### Stated problem
Return every one of the following items word for word, keeping each line and number unchanged.

--- Start Available data ---

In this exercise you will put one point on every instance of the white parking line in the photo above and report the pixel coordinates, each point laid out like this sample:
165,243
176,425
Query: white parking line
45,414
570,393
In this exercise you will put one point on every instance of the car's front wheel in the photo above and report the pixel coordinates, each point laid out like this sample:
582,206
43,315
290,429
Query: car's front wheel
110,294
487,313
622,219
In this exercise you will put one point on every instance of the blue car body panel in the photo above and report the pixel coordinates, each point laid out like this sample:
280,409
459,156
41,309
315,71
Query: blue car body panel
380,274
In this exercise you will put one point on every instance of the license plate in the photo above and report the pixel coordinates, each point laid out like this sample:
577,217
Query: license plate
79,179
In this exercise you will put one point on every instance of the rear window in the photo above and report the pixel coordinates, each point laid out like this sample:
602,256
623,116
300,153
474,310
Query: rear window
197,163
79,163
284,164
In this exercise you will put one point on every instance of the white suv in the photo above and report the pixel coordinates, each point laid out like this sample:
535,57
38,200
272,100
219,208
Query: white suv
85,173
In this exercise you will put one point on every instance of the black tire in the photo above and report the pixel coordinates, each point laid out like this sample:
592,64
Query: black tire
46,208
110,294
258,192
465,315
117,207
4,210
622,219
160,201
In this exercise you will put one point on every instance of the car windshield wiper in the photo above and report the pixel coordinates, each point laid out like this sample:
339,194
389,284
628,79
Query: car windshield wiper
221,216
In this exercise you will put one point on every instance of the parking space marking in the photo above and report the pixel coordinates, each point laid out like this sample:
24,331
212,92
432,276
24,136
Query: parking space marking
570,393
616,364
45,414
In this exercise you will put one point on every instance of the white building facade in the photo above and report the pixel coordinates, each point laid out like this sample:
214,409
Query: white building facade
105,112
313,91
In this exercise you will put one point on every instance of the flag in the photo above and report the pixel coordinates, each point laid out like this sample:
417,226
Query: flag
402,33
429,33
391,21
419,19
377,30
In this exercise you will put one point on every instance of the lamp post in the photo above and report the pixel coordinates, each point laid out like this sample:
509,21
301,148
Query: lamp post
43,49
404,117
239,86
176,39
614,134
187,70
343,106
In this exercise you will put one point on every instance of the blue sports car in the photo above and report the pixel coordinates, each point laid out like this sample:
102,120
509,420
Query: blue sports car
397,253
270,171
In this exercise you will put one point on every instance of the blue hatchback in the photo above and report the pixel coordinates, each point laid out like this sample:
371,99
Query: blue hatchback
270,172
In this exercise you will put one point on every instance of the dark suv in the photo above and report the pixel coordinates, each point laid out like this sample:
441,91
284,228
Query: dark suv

--- End Available data ---

### The result
In this exercise you will put one point on every instance of the white parking line in the photo above and report the pixel coordinates, each point laid out like this sample:
165,243
176,425
Query: white parking line
45,414
570,393
In this exercise you will put one point on every instance of the car's front wheel in the photo above and report the pixel coordinates, each point laid out like this sample:
582,206
43,315
290,429
Query: car's front wheel
110,294
487,313
622,219
In this exercise you will put one point on every instance of the blue car body panel in the photo above and report the pixel coordinates, each point laid out like this sample:
280,409
459,156
41,309
315,71
Query: blue car body panel
380,274
In this exercise you will put one point on every instance of the license plate in the photo above and report the pixel coordinates, each point laid out like this sample:
577,217
Query: license plate
79,179
In this exercise you will put one point on every instance of the rear window in the photo above and report the pixel coordinates, each point laid out like this sample:
602,256
623,116
300,153
474,310
Query: rear window
197,163
79,163
284,164
In this exercise you will put one point on every instance of the white suv in the photo above and report the pixel coordinates, each point laid out like this sample:
535,57
38,200
272,100
219,208
Query: white suv
85,173
In this exercise you will put one point on every instance of the black tire in the photo above and report the pixel coordinates, each point laid out like this sample:
592,64
Query: black tire
46,208
110,294
258,192
465,315
117,207
4,210
622,219
160,201
In this exercise you will put one point on every instance of the car windshield wiper in the photo above and report the pixel coordinates, each point laid out like this sample:
339,194
389,284
628,79
Query: car windshield wiper
221,216
In this exercise you will put one point on every instance of the parking space marking in the photo above and report the pixel coordinates, each point laid out like this sample:
24,331
212,92
432,276
24,136
Query: parking space marking
570,393
616,364
45,414
In this exercise you will put one point on every instance of the white building facade in the photo above and report the pixel coordinates, each point laid out like this sample:
214,409
Query: white building facade
105,112
313,91
In this exercise you will put one point on every instance of the flag in the photo above and report the pixel coordinates, each point laid out like this sample:
417,226
Query: flag
402,33
429,33
391,21
419,19
377,30
In this exercise you will put one point on every instance of the lamp post in the photo above and report the pixel coordinates, each point laid out like this sample:
509,21
301,148
Query: lamp post
43,49
404,117
239,86
176,39
614,134
187,70
343,106
In this exercise you will put one point on every instance of the blue sports car in the photo above and report the pixel coordinates, each point laid out like this sample:
102,120
509,420
Query: blue sports car
397,253
270,171
In this exercise you will put one point on every instance of the blue hatchback in the photo above and report the pixel coordinates, each point laid out like this sample:
371,99
Query: blue hatchback
270,172
In this exercise you will put one point on every instance of the dark suv in the photo above and report the pixel coordinates, each point laid out like this sample:
441,91
284,228
Query: dark suv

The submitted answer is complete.